* Begin EXERCISE INPUTS *
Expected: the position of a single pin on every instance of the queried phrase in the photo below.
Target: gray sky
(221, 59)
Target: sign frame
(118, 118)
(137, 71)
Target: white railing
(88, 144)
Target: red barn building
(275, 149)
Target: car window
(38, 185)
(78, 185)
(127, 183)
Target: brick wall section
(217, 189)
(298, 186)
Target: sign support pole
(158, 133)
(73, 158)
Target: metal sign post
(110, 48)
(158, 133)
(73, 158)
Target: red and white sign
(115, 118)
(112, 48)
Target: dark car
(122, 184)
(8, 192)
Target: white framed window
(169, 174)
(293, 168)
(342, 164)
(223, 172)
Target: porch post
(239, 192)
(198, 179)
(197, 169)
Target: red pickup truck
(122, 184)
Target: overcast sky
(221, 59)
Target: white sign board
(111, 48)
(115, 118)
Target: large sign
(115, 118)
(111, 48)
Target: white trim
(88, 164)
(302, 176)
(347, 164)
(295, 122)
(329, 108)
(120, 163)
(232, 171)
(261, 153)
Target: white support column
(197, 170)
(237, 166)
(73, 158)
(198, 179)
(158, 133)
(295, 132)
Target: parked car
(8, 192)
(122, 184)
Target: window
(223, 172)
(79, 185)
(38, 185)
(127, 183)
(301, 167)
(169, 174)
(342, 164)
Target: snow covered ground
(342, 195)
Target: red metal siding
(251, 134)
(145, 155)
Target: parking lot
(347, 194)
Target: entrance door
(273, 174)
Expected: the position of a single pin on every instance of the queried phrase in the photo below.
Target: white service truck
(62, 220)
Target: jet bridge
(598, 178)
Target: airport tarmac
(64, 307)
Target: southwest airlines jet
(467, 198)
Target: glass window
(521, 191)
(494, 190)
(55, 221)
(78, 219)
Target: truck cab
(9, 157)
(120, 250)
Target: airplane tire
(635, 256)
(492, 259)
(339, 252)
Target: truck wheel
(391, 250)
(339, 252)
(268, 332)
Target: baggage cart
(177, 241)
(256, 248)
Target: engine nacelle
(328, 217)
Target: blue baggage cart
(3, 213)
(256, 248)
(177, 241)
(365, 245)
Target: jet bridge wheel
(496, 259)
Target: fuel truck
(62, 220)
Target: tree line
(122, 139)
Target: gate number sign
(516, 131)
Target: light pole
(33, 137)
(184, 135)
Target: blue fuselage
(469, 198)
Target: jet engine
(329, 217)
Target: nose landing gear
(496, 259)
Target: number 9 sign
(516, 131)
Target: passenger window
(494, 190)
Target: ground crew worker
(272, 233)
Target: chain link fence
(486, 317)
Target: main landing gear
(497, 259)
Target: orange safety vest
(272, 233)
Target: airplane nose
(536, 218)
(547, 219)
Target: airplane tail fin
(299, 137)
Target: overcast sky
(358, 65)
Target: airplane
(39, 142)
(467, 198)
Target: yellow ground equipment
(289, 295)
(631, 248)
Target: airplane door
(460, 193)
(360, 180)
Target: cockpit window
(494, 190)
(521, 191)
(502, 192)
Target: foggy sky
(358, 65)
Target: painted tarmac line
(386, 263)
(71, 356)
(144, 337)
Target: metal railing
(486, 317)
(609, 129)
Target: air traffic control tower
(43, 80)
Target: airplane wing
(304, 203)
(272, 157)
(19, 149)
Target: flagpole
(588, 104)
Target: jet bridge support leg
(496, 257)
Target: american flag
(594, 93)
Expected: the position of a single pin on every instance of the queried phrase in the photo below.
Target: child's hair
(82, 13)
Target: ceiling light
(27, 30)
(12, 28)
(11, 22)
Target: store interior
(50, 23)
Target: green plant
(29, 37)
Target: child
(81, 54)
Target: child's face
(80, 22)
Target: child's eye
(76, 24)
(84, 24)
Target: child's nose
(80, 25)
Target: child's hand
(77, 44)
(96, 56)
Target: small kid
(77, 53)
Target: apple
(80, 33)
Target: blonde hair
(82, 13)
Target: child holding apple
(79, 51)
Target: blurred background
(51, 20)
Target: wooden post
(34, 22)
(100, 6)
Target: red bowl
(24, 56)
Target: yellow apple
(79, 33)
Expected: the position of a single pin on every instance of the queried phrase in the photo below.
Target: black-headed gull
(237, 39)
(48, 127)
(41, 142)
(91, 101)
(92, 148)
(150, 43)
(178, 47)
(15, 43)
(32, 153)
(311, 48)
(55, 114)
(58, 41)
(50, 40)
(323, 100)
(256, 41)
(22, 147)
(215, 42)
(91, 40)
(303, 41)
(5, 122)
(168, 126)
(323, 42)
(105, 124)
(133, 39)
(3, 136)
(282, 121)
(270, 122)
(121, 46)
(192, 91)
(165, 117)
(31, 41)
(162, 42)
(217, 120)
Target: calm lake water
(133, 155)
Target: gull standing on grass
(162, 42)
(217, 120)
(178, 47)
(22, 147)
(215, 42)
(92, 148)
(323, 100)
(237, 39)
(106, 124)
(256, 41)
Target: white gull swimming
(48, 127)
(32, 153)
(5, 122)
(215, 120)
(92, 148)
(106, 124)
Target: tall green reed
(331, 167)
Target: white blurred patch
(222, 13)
* End EXERCISE INPUTS *
BRIEF:
Provide an exact reproduction of all the entries shown above.

RESULT BELOW:
Expected: the position of a single pin on every instance of the queried phrase in the photo below.
Target: gray sky
(221, 59)
Target: sign frame
(118, 118)
(137, 71)
Target: white railing
(88, 144)
Target: red barn building
(275, 149)
Target: car window
(38, 185)
(78, 185)
(127, 183)
Target: brick wall section
(217, 189)
(298, 186)
Target: sign support pole
(158, 133)
(73, 158)
Target: metal sign post
(110, 48)
(158, 133)
(73, 158)
Target: red and white sign
(115, 118)
(112, 48)
Target: dark car
(122, 184)
(8, 192)
Target: white framed window
(169, 174)
(293, 168)
(342, 164)
(223, 172)
Target: porch post
(239, 192)
(198, 179)
(197, 169)
Target: red pickup truck
(122, 184)
Target: overcast sky
(221, 59)
Target: white sign board
(111, 48)
(115, 118)
Target: large sign
(115, 118)
(111, 48)
Target: white trim
(88, 164)
(302, 176)
(347, 164)
(295, 122)
(329, 108)
(120, 163)
(232, 171)
(261, 153)
Target: white support column
(197, 170)
(237, 166)
(73, 158)
(198, 179)
(158, 133)
(295, 132)
Target: parked car
(8, 192)
(122, 184)
Target: window
(223, 172)
(79, 185)
(38, 185)
(127, 183)
(301, 167)
(169, 174)
(342, 164)
Target: snow covered ground
(342, 195)
Target: red metal siding
(251, 134)
(145, 155)
Target: parking lot
(347, 194)
Target: entrance door
(273, 174)
Expected: the position of a single pin on every instance of the queried phrase in the photo below.
Target: white service truck
(62, 220)
Target: jet bridge
(598, 178)
Target: airport tarmac
(64, 307)
Target: southwest airlines jet
(467, 198)
Target: glass window
(521, 191)
(494, 190)
(55, 221)
(78, 219)
Target: truck cab
(9, 157)
(120, 250)
Target: airplane tire
(635, 256)
(492, 259)
(339, 252)
Target: truck wheel
(391, 250)
(339, 252)
(268, 332)
Target: baggage cart
(177, 241)
(256, 248)
Target: engine nacelle
(328, 217)
Target: blue baggage cart
(3, 213)
(256, 248)
(177, 241)
(365, 245)
Target: jet bridge wheel
(496, 259)
Target: fuel truck
(62, 220)
Target: tree line
(122, 139)
Target: gate number sign
(516, 131)
Target: light pole
(33, 137)
(184, 135)
Target: blue fuselage
(469, 198)
Target: jet engine
(329, 217)
Target: nose landing gear
(496, 259)
Target: number 9 sign
(516, 131)
Target: passenger window
(494, 190)
Target: ground crew worker
(272, 233)
Target: chain link fence
(486, 317)
Target: main landing gear
(497, 259)
Target: orange safety vest
(272, 233)
Target: airplane nose
(536, 218)
(547, 219)
Target: airplane tail fin
(299, 137)
Target: overcast sky
(358, 65)
Target: airplane
(39, 142)
(467, 198)
Target: yellow ground equipment
(289, 295)
(631, 248)
Target: airplane door
(460, 193)
(360, 180)
Target: cockpit window
(494, 190)
(521, 191)
(502, 192)
Target: foggy sky
(358, 65)
Target: painted tarmac line
(386, 263)
(71, 356)
(144, 337)
Target: metal railing
(486, 317)
(609, 129)
Target: air traffic control tower
(43, 80)
Target: airplane wing
(304, 203)
(272, 157)
(19, 149)
Target: flagpole
(588, 104)
Target: jet bridge support leg
(496, 257)
Target: american flag
(594, 93)
Expected: the position of a single pin on every instance of the queried phrase in the photo below.
Target: child's hair
(82, 13)
Target: ceiling light
(27, 30)
(12, 28)
(11, 22)
Target: store interior
(50, 23)
Target: green plant
(29, 37)
Target: child
(81, 54)
Target: child's face
(80, 22)
Target: child's eye
(76, 24)
(84, 24)
Target: child's nose
(80, 25)
Target: child's hand
(77, 44)
(96, 56)
Target: small kid
(77, 53)
Target: apple
(80, 33)
Target: blonde hair
(82, 13)
Target: child holding apple
(79, 51)
Target: blurred background
(51, 20)
Target: wooden post
(34, 22)
(100, 6)
Target: red bowl
(24, 56)
Target: yellow apple
(79, 33)
Expected: the position of a single pin on every instance of the queried phrase in the photo below.
Target: black-headed gull
(237, 39)
(48, 127)
(41, 142)
(91, 101)
(92, 148)
(150, 43)
(178, 47)
(15, 43)
(32, 153)
(311, 48)
(55, 114)
(58, 41)
(50, 40)
(323, 100)
(256, 41)
(22, 147)
(215, 42)
(91, 40)
(303, 41)
(5, 122)
(168, 126)
(323, 42)
(105, 124)
(133, 39)
(3, 136)
(282, 121)
(270, 122)
(121, 46)
(192, 91)
(165, 117)
(31, 41)
(162, 42)
(217, 120)
Target: calm lake water
(133, 155)
Target: gull standing on grass
(162, 42)
(217, 120)
(178, 47)
(22, 147)
(215, 42)
(92, 148)
(323, 100)
(237, 39)
(106, 124)
(256, 41)
Target: white gull swimming
(48, 127)
(32, 153)
(5, 122)
(215, 120)
(92, 148)
(106, 124)
Target: tall green reed
(331, 167)
Target: white blurred patch
(222, 13)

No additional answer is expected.